Task prompt: Copy every line of the data below word for word, changing nothing.

-- begin Exercise data --

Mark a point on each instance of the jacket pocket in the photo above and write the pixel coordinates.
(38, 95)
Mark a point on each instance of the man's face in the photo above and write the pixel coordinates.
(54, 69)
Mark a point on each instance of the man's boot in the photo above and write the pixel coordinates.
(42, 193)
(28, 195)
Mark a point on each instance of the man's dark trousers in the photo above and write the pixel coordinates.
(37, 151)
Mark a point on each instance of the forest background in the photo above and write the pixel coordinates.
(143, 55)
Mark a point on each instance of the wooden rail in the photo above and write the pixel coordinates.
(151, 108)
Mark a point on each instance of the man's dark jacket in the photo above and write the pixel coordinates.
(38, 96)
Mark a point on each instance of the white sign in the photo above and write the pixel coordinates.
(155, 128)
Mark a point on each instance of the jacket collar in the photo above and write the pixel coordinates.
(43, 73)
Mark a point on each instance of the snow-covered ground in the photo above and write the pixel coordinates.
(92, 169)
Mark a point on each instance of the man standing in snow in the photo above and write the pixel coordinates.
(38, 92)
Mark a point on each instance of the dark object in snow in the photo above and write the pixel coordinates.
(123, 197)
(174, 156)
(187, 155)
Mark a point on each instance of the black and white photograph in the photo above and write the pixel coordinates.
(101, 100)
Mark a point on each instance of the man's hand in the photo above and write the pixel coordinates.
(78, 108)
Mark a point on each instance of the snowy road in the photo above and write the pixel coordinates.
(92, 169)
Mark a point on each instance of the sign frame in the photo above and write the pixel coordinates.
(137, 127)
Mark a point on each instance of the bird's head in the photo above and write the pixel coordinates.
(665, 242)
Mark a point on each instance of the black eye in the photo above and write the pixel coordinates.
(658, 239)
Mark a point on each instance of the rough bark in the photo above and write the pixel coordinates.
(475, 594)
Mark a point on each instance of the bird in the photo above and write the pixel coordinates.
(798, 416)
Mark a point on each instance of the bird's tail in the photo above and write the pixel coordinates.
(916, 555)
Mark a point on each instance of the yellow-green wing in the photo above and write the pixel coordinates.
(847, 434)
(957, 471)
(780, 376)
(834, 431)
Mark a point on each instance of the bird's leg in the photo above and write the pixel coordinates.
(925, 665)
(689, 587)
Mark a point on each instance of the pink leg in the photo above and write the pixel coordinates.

-- end Exercise data --

Output:
Mark a point on each instance of the jacket pocket in the photo above and write the pixel coordinates.
(38, 95)
Mark a point on each instance of the man's face in the photo above and write the pixel coordinates.
(54, 69)
Mark a point on each instance of the man's boot in the photo above and write the pixel coordinates.
(42, 193)
(28, 195)
Mark a point on each instance of the man's dark trousers in the photo above and write the pixel coordinates.
(37, 151)
Mark a point on each instance of the forest background in the photo above and write the pixel coordinates.
(143, 55)
Mark a point on each instance of the wooden rail in the photo above and write the pixel coordinates.
(151, 108)
Mark a point on each instance of the man's dark jacket in the photo above and write the pixel coordinates.
(38, 96)
Mark a point on each instance of the white sign in the photo above and write the pixel coordinates.
(155, 128)
Mark a point on each instance of the jacket collar in the photo above and write the pixel coordinates.
(43, 73)
Mark a point on each instance of the snow-covered ground in the photo above and write the pixel coordinates.
(92, 169)
Mark a point on each instance of the man standing in snow in the photo above and write the pixel coordinates.
(38, 92)
Mark a point on each instance of the dark object in snow in the photo above and write the pixel coordinates.
(123, 197)
(174, 156)
(187, 155)
Mark a point on each instance of the black and white photograph in the photo above and write the pixel coordinates.
(101, 100)
Mark a point on each instance of the man's hand in the photo above and write the pixel coordinates.
(78, 108)
Mark a point on each instance of the snowy road in the photo above and write the pixel coordinates.
(92, 169)
Mark a point on each instance of the sign frame in the photo above and write the pixel coordinates.
(137, 127)
Mark a point on each instance of the bird's head in the photo above and write the pixel coordinates.
(665, 242)
Mark a point on each instance of the black eye in the photo above and write the pixel coordinates.
(658, 239)
Mark a point on each instance of the rough bark in the photo above and write the pixel coordinates.
(475, 594)
Mark a point on each instance of the bird in the photo above and write the pixel coordinates.
(798, 416)
Mark a point on each instance of the bird's tail in the photo above and write the pixel coordinates.
(916, 555)
Mark a point on each instance of the yellow-green wing in the photo above and write the pixel coordinates.
(847, 434)
(957, 471)
(780, 376)
(834, 431)
Mark a point on each instance of the bird's leg in the photo above and write the pixel coordinates.
(925, 665)
(689, 587)
Mark a point on each instance of the pink leg in the photo above and write the pixel coordinates.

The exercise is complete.